DO THIS: Report every line in the entries below that contains the word "metal".

(Stored records)
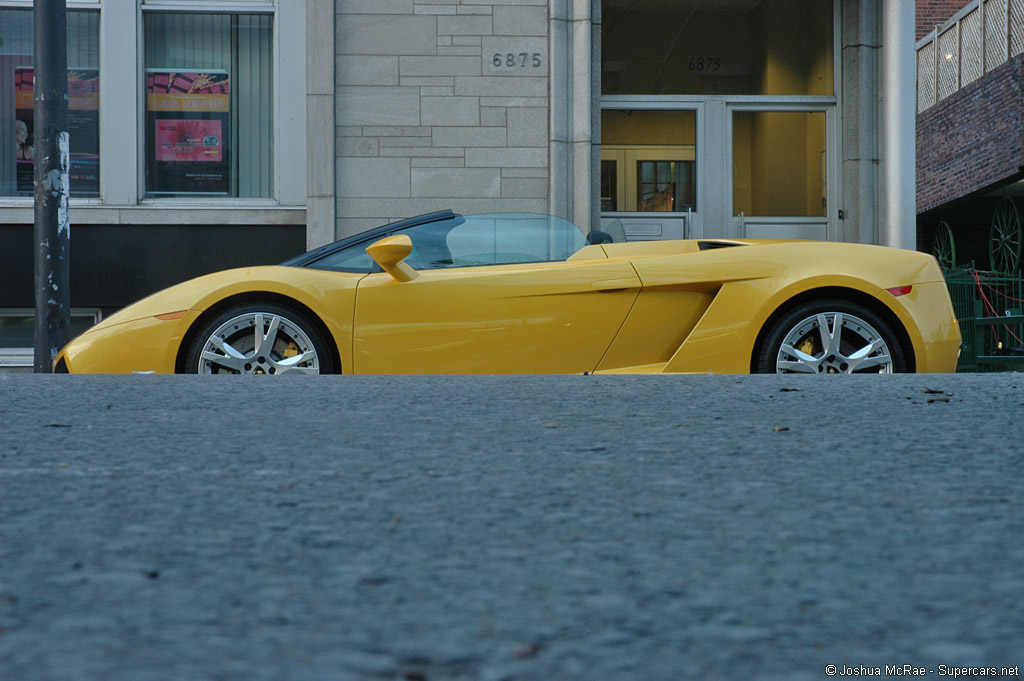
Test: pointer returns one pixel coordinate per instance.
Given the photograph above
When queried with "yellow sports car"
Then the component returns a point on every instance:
(531, 294)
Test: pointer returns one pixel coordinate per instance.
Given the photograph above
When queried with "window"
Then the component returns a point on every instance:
(774, 47)
(473, 241)
(209, 104)
(16, 104)
(779, 164)
(648, 161)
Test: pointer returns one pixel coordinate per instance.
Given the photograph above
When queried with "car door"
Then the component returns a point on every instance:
(532, 317)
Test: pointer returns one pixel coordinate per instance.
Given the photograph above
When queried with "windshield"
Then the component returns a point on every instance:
(494, 239)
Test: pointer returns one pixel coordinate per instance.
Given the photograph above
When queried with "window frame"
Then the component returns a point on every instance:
(122, 167)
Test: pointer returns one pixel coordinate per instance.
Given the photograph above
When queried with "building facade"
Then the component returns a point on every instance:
(215, 133)
(970, 134)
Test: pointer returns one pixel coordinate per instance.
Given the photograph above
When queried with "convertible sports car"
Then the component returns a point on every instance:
(529, 294)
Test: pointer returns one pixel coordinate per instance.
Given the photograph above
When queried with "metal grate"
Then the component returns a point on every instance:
(995, 33)
(971, 66)
(926, 77)
(1016, 27)
(948, 76)
(978, 294)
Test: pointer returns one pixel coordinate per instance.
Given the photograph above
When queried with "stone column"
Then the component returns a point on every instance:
(899, 224)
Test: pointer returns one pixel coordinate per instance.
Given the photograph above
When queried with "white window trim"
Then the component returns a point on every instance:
(122, 117)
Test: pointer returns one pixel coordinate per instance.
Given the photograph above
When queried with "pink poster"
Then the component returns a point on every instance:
(188, 139)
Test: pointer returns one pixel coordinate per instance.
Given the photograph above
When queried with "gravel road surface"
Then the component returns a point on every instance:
(425, 528)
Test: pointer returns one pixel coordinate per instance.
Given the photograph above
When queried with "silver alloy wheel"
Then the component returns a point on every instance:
(834, 343)
(258, 343)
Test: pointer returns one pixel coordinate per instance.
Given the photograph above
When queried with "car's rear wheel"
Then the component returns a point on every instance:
(262, 339)
(833, 336)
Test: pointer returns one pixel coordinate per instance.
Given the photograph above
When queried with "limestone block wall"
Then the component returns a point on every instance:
(439, 103)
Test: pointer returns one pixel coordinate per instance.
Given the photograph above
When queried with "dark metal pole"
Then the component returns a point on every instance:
(51, 177)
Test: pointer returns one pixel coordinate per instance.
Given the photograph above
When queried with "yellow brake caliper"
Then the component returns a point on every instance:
(807, 345)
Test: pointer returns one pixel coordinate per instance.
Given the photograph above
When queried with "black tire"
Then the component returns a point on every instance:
(227, 343)
(866, 343)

CORRECT RESULT:
When queried with "metal grate"
When queried with "dark metal pole"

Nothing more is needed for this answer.